BEGIN Provided records

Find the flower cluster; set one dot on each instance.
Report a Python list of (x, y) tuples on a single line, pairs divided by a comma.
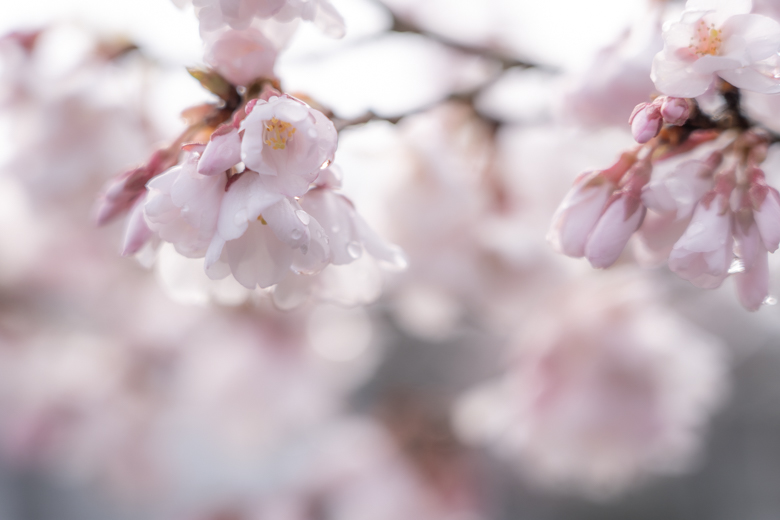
[(249, 186), (694, 192), (718, 38), (259, 200)]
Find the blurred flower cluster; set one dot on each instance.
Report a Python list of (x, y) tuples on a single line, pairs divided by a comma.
[(316, 274)]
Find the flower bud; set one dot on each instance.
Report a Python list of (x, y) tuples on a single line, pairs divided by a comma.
[(645, 122), (676, 111)]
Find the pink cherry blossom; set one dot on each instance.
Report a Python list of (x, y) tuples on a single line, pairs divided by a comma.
[(579, 213), (753, 281), (608, 386), (704, 252), (676, 111), (679, 188), (717, 38), (262, 234), (285, 137), (241, 57), (348, 233), (646, 122), (766, 210), (182, 207), (222, 152), (621, 218), (239, 14), (137, 231)]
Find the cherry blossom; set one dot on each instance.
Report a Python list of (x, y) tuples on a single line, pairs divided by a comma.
[(606, 387), (717, 38), (238, 14)]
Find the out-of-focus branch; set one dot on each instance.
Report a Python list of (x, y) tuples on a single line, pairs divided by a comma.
[(404, 25), (506, 61)]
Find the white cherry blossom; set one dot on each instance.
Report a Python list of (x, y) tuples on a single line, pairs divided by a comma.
[(718, 38)]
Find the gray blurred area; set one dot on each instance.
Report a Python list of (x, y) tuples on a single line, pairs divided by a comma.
[(738, 475)]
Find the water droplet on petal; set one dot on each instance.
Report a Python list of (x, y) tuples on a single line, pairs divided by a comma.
[(303, 217), (737, 266), (354, 250), (398, 262)]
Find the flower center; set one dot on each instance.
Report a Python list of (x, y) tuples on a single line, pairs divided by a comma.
[(277, 133), (706, 40)]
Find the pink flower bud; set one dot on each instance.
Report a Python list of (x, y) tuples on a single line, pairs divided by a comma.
[(137, 232), (753, 282), (222, 152), (578, 213), (645, 122), (675, 111), (622, 218), (765, 201), (704, 252), (241, 56), (623, 215)]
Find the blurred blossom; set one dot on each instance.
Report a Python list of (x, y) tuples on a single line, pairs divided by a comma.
[(606, 388)]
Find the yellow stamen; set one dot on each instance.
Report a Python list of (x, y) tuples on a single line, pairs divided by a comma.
[(706, 40), (277, 133)]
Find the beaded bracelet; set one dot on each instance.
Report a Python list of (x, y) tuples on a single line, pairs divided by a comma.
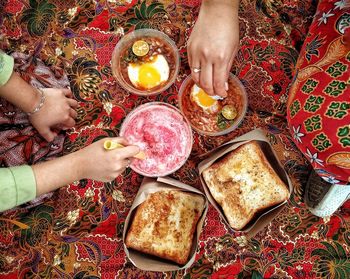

END Provided records

### Required work
Rewrite all of the data above with "set one dot" replaced by "place one marker" and everything else left unchanged. Leave the pictures out.

### Complete answer
Find the flower cluster; place one marker on each instance.
Report a Python list of (x, y) tuples on a single line, pairs divided by a comma.
[(249, 186), (694, 192), (718, 38), (259, 200)]
Find the blurred flower cluster; place one marker on each instance.
Report a Python list of (x, y) tuples on a single line, pairs divided by a comma.
[(316, 274)]
Find the flower bud; place one marker on each instance.
Report a Python list of (x, y) tuples on a single line, pairs divided by a comma.
[(645, 122), (676, 111)]
Find the pink cherry blossom; place one marker on each instance.
Report a Python list of (x, y) tuples on a single line, pairs divided by a comma.
[(579, 213), (753, 281), (608, 386), (704, 252), (676, 111), (679, 188), (717, 38), (262, 234), (285, 137), (241, 57), (348, 233), (646, 122), (766, 210), (182, 207), (222, 152), (621, 218), (239, 14), (137, 231)]
Find the cherry blossom; place one marker on each instance.
Report a Python list of (x, y) tuples on a single line, pairs divided by a comma.
[(606, 387), (717, 38), (238, 14)]
Find the out-of-focus branch; place one marker on each instance.
Report a Python list of (x, y) tuples on a single line, pairs divided by a comma.
[(404, 25), (506, 61)]
Find the white cherry blossom; place one marker on each instance.
Report a Python list of (x, y) tuples on a single line, pairs divided by a comma.
[(718, 38)]
Find the gray blurred area; place one marker on each instance.
Report a Python list of (x, y) tuples on a single line, pairs divided by a comma.
[(738, 475)]
Find the water droplet on petal; place one marker on each instance.
Report a Python list of (x, y) tuples on a single line, pairs divided by a comma.
[(303, 217), (737, 266), (354, 250), (398, 262)]
Find the flower center; place one marker on each instance.
Report a Python list of (x, y) tuples on a single line, pairs divided by a comma.
[(277, 133), (706, 40)]
Find the pink flower bud; place one marker on each instance.
Report a Python list of (x, y) tuples on a single line, pairs divided by a comma.
[(137, 232), (753, 282), (222, 152), (578, 213), (645, 122), (675, 111), (622, 218), (765, 201), (704, 252), (241, 56), (623, 215)]
Find the blurred blossom; place one marker on each instance.
Report a Python list of (x, y) tuples on a single line, pairs divided by a comma.
[(606, 388)]
Find the yellow stamen; place one marker on each instance.
Report a Python list of (x, y) tuples on a single line, pairs divided by a comma.
[(706, 40), (277, 133)]
Find the beaded bracelet; place one marker on each instance.
Report a Python list of (x, y) tuples on a single line, pairs divided by a comma.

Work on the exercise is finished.